Primary matter in dispute
- [2]Although the defendant argues that there are many facts in dispute and that that of itself give rise to triable issues in the regulatory framework determined by Deputy Commissioner of Taxation v Salcedo,[1] the main argument – and one which if resolved in favour of the defendant means that summary judgment cannot be obtained at this time – is that the Queensland Civil and Administrative Tribunal (“QCAT”) has exclusive jurisdiction to determine an issue which is fundamental to the plaintiff’s right of action. If this were to be so, then it is not appropriate to give summary judgment at this time.
- [3]The application to QCAT was filed in its registry under the Queensland Civil and Administrative Tribunal Act 2009 (“QCAT Act”) on 8 August 2013. It became Exhibit 1 in this application. Although it is not framed precisely – or even clearly – it does seek an extension of time pursuant to s 61 of the QCAT Act concerning the full amount of $153,917.95.
- [4]The primary document relied upon by the defendant, which was sent by the plaintiff to the defendant and dated 21 November 2011, refers to identification of an insurance claim, regarding construction carried out by the defendant and encloses a “Scope of Works” required to complete the building. It is common ground that it was served around that time.
Relevant statutory framework
- [5]Section 86(1)(g) of the QBSA Act states that QCAT may review decisions of the plaintiff including “a decision about the scope of works to be undertaken under the statutory insurance scheme to rectify or complete tribunal work”. Also importantly, s 86(2) states that QCAT “must not review”, among other decisions of the plaintiff, a decision “about the scope of works to be undertaken under the statutory insurance scheme to rectify or complete tribunal work” if 28 days have elapsed since the decision was served on the building contractor and the contractor has not, within that time, applied “to QCAT” for a review of the decision; see paragraph (c). To the extent that s 86(2)(b) is solely, alternatively or cumulatively operative, the same principles apply. Section 61 of the QCAT Act deals with, as the title of the section asserts, “relief from procedural requirements”. In particular, s 61(1)(a) states that QCAT may, by order, “extend a time limit fixed for the start of a proceeding by … an enabling Act”. For completeness, s 61(1)(b) states that QCAT may, by order, “extend or shorten a time limit fixed by … an enabling Act”. The QBSA Act is an enabling act.
- [6]Section 61(2) of the QCAT Act states that an extension can be given under s 61(1) “even if a time for complying with the relevant requirement has passed”. Section 61(3) contains limitations on, relevantly, the extension of a time limit.

* INFORMATION SHOWN:
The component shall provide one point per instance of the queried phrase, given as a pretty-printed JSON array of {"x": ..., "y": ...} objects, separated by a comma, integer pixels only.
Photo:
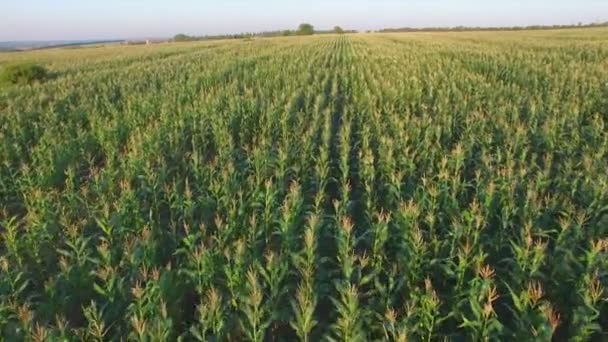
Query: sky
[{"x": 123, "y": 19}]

* REQUIREMENT 1: In the excerpt on the QCAT jurisdiction dispute, on what date was the application to QCAT filed?
* REQUIREMENT 2: Carry on the excerpt on the QCAT jurisdiction dispute from the point where it stops.

* EXERCISE RESULT 1: 8 August 2013.

* EXERCISE RESULT 2:
- [7]The issue here is, thus, whether s 61(1) of the QCAT Act permits QCAT to review a decision within s 86(1)(g) of the QBSA Act where, indisputably, 28 days have elapsed since the relevant decision was served and the defendant has not, within that time, applied to QCAT for a review of the decision, so that s 86 (2)(c) then applies.
Relevant authorities
- [8]Although the defendant referred to a number of QCAT decisions that it contended did favour the granting of power to QCAT in these circumstances (in particular, Gallagher v Queensland Building Services Authority[2]) and although the plaintiff referred to cases to the contrary effect (in particular, Cornpig Pty Ltd v Queensland Building Services Authority[3]), none of the decisions so referred to me contained any real analysis of the reasons for such a conclusion, although it should be noted that in Cornpig reference was made to Smith v Queensland Building Services Authority[4] where the same member who gave the decision in Gallagher seems to have given a contrary decision concerning the width of s 61(1) of the QCAT Act.
- [9]Despite the fact that I have identified other decisions which would support the defendant’s interpretation (namely, Aurisch v Milsons Pty Ltd & Ors[5] and Raymond v Doidge[6]) it is preferable to undertake an independent analysis myself, obviously assisted by the discussions had in a number of those cases.
- [10]Very recently, the Queensland Court of Appeal considered the general issue of extension provisions. In Hope & Anor v Brisbane City Council,[7] Jackson J, with whom Muir and Gotterson JJA agreed, undertook an analysis of the critical sections in the Land Court Act 2000 dealing with the right to appeal. It was of importance in determining the outcome there that there was nothing in the Land Court Act which made any reference to an extension of time.
- [11]What is important in the consideration by Jackson J is the steps to be taken in the statutory construction of provisions dealing with non-compliance with mandatory requirements concerning rights to appeal – equally applicable to a “review”. He referred, first, to a proposition in Project Blue Sky Inc v Australian Broadcasting Authority[8] that an act done in breach of a condition regulating the exercise of a statutory power is not necessarily invalid and of no effect and that whether it is depends on whether there can be discerned a legislative purpose to invalidate any act that fails to comply with the condition: at [15].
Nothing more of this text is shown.